AFFIRMATIVE COVENANTS.  THE COMPANY COVENANTS AND AGREES THAT FROM AND AFTER THE DATE OF THIS SECURITY AGREEMENT AND UNTIL THE SECURED OBLIGATIONS ARE REPAID IN FULL IN CASH:

4.1.

Notices Regarding Collateral. the Company will advise the Secured Party promptly, in reasonable detail, (i) of any lien or claim made or asserted against any of the Collateral, and it will defend the Collateral against and take such other action as is necessary to remove, any lien or claim in or to the Collateral; (ii) of any material change in the composition of the Collateral; and (iii) of the occurrence of any other event that would have a material adverse effect on the Collateral taken as a whole or the Secured Party’s Liens.

4.2.

Maintenance of Insurance.  The Company will maintain insurance policies in amounts not less than that usually carried by one engaged in the same or similar business and with companies reasonably satisfactory to the Secured Party and covering such risks as are customary in the same or a similar business.  After an Event of Default, all insurance proceeds received by Company shall be released to the Secured Party.

4.3.

Organization.  The Company will not change its type or state of organization or its legal name.

5.

Secured Party’s Rights And Remedies.

5.1.

Rights and Remedies.  Upon the occurrence of an Event of Default, the Secured Party shall have the following additional rights and remedies:  

1.

All of the rights and remedies of a secured party, under the UCC or any other applicable law or at equity, all of which rights and remedies shall be cumulative and non-exclusive, to the extent permitted by law.  

2.

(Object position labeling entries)
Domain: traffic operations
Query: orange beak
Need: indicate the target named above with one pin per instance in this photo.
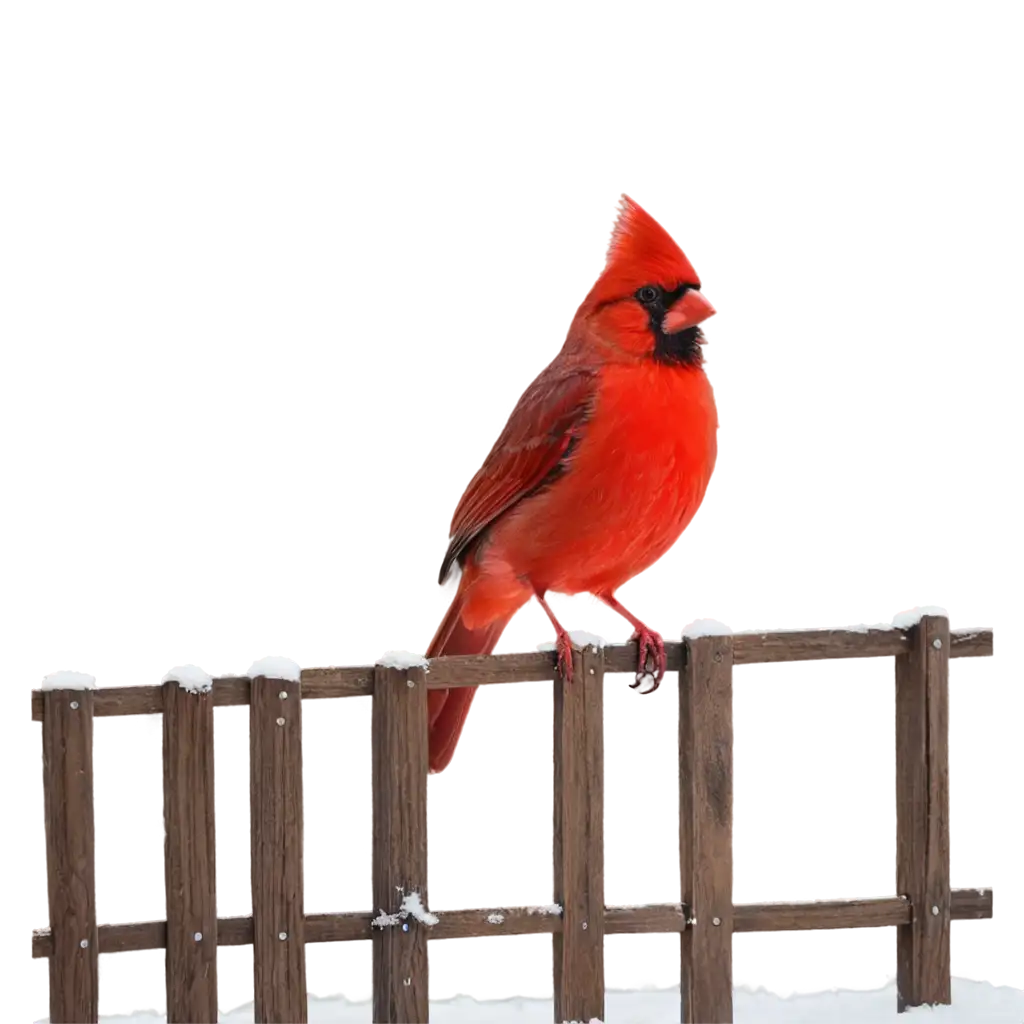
(694, 307)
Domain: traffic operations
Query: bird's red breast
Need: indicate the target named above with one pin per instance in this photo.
(603, 460)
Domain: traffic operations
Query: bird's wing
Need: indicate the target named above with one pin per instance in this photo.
(528, 453)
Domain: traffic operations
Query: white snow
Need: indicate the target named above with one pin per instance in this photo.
(69, 677)
(411, 906)
(584, 635)
(708, 626)
(400, 657)
(190, 675)
(274, 663)
(978, 997)
(903, 619)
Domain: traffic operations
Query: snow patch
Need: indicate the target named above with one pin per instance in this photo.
(904, 619)
(411, 906)
(708, 626)
(193, 676)
(584, 635)
(69, 677)
(400, 657)
(274, 663)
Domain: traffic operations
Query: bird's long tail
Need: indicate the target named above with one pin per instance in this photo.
(449, 710)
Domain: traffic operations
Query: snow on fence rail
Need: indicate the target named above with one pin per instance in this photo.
(398, 923)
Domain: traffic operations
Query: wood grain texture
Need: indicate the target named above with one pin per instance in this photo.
(580, 968)
(188, 857)
(920, 748)
(400, 949)
(275, 839)
(750, 915)
(68, 720)
(535, 668)
(705, 736)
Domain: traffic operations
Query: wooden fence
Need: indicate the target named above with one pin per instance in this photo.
(399, 925)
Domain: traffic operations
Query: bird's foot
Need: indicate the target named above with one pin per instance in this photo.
(563, 645)
(652, 660)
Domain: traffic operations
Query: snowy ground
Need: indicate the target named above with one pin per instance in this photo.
(979, 997)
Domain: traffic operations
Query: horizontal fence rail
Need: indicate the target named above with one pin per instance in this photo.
(399, 925)
(535, 668)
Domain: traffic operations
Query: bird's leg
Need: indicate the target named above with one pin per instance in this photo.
(650, 644)
(562, 642)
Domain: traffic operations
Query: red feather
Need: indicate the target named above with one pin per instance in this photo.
(600, 466)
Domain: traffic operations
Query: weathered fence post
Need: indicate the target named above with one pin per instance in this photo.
(920, 861)
(68, 717)
(579, 840)
(705, 738)
(275, 842)
(188, 856)
(400, 952)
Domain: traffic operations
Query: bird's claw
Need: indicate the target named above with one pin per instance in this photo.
(563, 645)
(651, 650)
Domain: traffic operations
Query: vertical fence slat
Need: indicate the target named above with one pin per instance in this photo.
(275, 840)
(920, 702)
(68, 721)
(705, 724)
(400, 949)
(579, 845)
(188, 857)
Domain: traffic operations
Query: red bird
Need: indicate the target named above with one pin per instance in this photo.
(601, 464)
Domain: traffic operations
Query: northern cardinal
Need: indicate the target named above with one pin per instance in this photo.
(599, 467)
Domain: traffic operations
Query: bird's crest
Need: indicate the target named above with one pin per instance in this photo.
(637, 239)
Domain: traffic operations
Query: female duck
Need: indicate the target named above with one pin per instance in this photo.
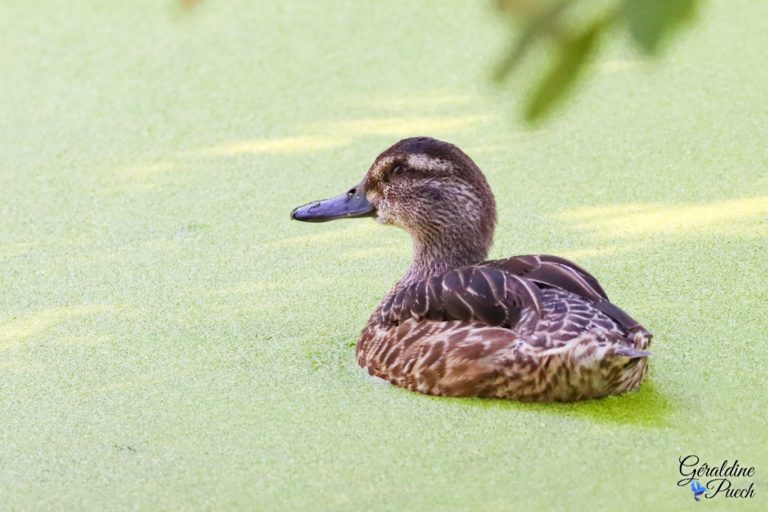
(532, 328)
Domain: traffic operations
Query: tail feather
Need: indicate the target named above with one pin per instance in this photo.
(631, 353)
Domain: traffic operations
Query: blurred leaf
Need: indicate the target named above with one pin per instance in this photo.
(560, 79)
(540, 24)
(651, 21)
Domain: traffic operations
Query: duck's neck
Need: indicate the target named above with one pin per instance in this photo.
(431, 257)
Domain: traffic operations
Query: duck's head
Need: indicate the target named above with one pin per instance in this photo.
(430, 188)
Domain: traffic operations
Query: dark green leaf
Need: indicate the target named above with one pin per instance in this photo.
(652, 21)
(563, 75)
(537, 27)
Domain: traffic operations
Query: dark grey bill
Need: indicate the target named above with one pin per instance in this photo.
(348, 205)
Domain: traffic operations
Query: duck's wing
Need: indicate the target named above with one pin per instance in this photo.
(557, 272)
(485, 294)
(553, 271)
(496, 293)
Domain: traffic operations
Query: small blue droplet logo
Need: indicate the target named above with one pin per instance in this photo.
(698, 490)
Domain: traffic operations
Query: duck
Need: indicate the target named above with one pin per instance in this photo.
(532, 328)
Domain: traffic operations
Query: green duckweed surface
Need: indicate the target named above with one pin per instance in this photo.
(170, 340)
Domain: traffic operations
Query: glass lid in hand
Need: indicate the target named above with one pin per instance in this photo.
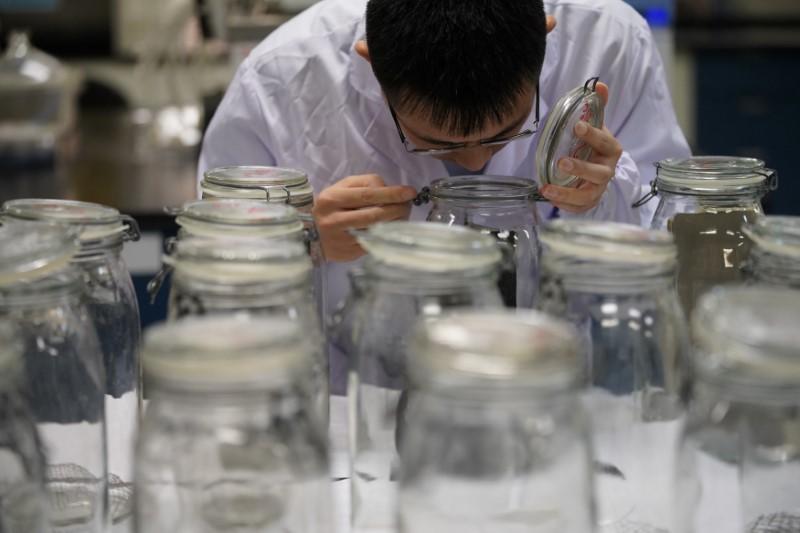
(32, 250)
(558, 139)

- What to work on:
[a] Retype the security agreement excerpt word for word, from "Maintenance of Insurance." down to "Party’s Rights And Remedies.".
[b] What headings appear in the security agreement excerpt for the sections numbered 4.1 through 5.1?
These entries were taken from a separate source and are unrelated to the security agreement excerpt.

- Written answers:
[a]
Maintenance of Insurance.  The Company will maintain insurance policies in amounts not less than that usually carried by one engaged in the same or similar business and with companies reasonably satisfactory to the Secured Party and covering such risks as are customary in the same or a similar business.  After an Event of Default, all insurance proceeds received by Company shall be released to the Secured Party.

4.3.

Organization.  The Company will not change its type or state of organization or its legal name.

5.

Secured Party’s Rights And Remedies.

[b]
- 4.1 Notices Regarding Collateral
- 4.2 Maintenance of Insurance
- 4.3 Organization
- 5 Secured Party’s Rights And Remedies
- 5.1 Rights and Remedies